Excerpts from point annotation data
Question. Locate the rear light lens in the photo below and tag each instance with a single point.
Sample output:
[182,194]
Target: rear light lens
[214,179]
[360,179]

◆ **Problem**
Write out every line of the entries above exactly as they appear.

◆ **Completed task**
Question. Locate the rear light lens in the photo below and tag each instance with a single point.
Sample output:
[182,194]
Target: rear light lens
[214,179]
[360,179]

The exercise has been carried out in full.